* Votre tâche
Recopiez les lignes de tous les enregistrements en remplaçant « angled » par « tilted », sans rien changer d'autre.

* Données d'entrée

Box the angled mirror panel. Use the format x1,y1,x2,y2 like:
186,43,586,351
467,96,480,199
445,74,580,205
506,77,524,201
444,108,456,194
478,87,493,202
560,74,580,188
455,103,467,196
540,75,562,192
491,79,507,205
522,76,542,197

* Tâche accomplie
Box the tilted mirror panel. Use the format x1,y1,x2,y2 like:
186,43,586,351
467,96,480,199
445,74,580,205
506,77,524,201
444,108,456,194
478,87,493,202
560,74,580,188
455,103,467,196
540,75,562,192
491,79,507,205
522,76,542,197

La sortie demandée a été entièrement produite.